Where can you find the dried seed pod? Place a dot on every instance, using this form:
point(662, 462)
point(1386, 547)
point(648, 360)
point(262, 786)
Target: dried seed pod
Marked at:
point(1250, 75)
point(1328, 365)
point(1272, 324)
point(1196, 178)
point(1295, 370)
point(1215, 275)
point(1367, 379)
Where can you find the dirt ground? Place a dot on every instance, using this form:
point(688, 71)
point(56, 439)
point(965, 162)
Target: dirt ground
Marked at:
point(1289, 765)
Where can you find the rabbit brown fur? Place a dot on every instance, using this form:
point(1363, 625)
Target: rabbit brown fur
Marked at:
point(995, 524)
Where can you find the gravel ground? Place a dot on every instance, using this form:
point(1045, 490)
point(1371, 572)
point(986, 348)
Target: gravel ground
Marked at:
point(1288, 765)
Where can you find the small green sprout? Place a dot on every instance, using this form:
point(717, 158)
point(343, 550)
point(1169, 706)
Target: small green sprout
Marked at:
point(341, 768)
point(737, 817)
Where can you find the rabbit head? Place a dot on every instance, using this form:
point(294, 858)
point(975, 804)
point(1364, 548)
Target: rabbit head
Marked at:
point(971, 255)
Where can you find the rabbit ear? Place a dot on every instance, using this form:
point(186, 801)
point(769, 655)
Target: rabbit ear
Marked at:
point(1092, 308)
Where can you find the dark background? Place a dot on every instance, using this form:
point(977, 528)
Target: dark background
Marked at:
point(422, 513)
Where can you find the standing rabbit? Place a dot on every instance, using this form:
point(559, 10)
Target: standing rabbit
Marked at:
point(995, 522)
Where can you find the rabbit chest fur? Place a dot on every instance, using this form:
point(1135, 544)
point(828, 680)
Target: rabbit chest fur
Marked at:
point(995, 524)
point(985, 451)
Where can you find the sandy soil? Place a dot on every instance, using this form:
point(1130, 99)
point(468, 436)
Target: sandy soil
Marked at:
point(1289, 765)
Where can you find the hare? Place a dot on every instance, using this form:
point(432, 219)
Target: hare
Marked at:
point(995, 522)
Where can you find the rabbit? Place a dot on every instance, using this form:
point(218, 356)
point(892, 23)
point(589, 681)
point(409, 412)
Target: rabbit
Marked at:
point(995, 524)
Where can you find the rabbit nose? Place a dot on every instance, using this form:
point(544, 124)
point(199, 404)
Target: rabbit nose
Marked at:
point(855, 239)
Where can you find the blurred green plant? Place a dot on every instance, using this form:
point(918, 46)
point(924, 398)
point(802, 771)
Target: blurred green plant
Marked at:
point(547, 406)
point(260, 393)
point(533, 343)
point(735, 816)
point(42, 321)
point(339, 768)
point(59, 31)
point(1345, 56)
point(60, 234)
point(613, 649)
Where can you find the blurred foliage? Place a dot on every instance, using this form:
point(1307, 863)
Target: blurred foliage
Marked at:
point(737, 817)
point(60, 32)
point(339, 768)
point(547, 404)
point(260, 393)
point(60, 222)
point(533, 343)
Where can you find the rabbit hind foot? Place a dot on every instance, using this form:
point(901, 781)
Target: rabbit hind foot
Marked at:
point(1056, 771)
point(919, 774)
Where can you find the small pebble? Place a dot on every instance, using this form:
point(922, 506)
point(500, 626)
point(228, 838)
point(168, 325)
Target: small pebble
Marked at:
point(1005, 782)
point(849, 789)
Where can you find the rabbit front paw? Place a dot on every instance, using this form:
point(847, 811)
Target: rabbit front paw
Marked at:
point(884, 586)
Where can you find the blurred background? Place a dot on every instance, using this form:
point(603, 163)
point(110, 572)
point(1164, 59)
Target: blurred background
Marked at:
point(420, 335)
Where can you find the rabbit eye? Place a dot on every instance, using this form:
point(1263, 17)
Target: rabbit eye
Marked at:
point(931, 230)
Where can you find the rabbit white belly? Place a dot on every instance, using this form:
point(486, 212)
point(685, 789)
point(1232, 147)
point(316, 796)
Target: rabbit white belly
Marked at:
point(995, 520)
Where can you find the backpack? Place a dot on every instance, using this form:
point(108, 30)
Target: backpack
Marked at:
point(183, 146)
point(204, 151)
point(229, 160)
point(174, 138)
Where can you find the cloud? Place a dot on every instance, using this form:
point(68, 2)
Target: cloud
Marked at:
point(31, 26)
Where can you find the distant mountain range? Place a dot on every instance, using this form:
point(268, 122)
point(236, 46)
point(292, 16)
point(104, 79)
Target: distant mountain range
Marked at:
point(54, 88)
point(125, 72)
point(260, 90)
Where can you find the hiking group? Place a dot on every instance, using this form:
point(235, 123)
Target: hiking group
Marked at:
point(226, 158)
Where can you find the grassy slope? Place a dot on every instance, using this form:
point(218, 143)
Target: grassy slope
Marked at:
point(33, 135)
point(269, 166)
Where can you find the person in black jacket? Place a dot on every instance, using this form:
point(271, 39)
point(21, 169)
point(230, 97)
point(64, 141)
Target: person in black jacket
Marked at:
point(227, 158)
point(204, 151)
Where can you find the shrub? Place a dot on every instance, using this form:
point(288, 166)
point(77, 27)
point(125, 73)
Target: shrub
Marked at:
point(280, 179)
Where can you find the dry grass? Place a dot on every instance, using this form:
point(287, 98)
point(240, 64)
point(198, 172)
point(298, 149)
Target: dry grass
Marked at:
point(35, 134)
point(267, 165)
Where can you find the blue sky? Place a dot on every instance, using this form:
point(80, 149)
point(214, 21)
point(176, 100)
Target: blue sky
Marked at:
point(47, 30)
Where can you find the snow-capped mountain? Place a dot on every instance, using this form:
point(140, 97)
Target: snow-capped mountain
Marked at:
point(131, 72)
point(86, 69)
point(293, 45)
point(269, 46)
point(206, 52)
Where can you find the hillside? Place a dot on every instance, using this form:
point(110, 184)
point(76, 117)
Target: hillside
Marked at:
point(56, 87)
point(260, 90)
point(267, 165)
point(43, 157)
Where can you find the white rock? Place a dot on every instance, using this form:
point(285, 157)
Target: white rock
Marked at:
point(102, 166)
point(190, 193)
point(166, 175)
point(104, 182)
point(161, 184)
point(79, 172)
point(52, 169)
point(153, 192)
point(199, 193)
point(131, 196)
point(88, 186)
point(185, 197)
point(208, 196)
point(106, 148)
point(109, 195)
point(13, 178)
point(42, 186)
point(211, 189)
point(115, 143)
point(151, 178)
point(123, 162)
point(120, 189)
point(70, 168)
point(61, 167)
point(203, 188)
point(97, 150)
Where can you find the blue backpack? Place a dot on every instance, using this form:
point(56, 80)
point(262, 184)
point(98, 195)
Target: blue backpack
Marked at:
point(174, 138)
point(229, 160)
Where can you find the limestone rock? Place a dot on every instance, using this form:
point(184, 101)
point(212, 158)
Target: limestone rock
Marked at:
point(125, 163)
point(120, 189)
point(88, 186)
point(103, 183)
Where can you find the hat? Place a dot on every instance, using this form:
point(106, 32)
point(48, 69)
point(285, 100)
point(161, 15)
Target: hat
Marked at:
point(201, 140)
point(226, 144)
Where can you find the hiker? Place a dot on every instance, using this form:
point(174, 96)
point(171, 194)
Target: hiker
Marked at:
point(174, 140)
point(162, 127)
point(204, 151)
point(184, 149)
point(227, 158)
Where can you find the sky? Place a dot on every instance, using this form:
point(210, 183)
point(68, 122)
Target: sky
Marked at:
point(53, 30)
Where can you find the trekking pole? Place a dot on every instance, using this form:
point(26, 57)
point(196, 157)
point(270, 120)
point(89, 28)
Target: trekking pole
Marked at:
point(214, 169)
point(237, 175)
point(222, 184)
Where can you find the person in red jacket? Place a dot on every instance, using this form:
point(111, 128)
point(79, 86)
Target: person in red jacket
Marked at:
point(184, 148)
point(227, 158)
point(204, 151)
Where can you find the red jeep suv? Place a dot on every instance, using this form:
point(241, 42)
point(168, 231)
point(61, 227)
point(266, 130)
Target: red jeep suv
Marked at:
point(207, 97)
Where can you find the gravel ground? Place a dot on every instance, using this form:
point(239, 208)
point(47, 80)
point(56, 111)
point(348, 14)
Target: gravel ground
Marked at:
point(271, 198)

- _Stated task_: Take the line in which "Where can you find the sky?" occurs and each subsequent line through the end; give these lines again without alteration.

- _Completed exercise_:
Where can you find the sky? Place a dot on every instance, using this form:
point(210, 183)
point(68, 122)
Target: sky
Marked at:
point(53, 30)
Where can you find the trekking pole? Place a dot on every instance, using this form:
point(26, 57)
point(196, 157)
point(270, 120)
point(89, 28)
Target: trekking pole
Marked at:
point(214, 169)
point(237, 175)
point(222, 184)
Where can you find the person in red jacket? Place a dot on every instance, using this form:
point(111, 128)
point(79, 86)
Target: person in red jacket
Marked at:
point(184, 148)
point(227, 158)
point(204, 151)
Where can you find the red jeep suv? Place a dot on every instance, using this form:
point(241, 42)
point(168, 231)
point(61, 227)
point(266, 130)
Target: red jeep suv
Marked at:
point(207, 97)
Where can you find the gravel ground? Place a dot on every instance, using this form:
point(239, 208)
point(47, 80)
point(56, 111)
point(348, 14)
Target: gravel ground
Marked at:
point(271, 198)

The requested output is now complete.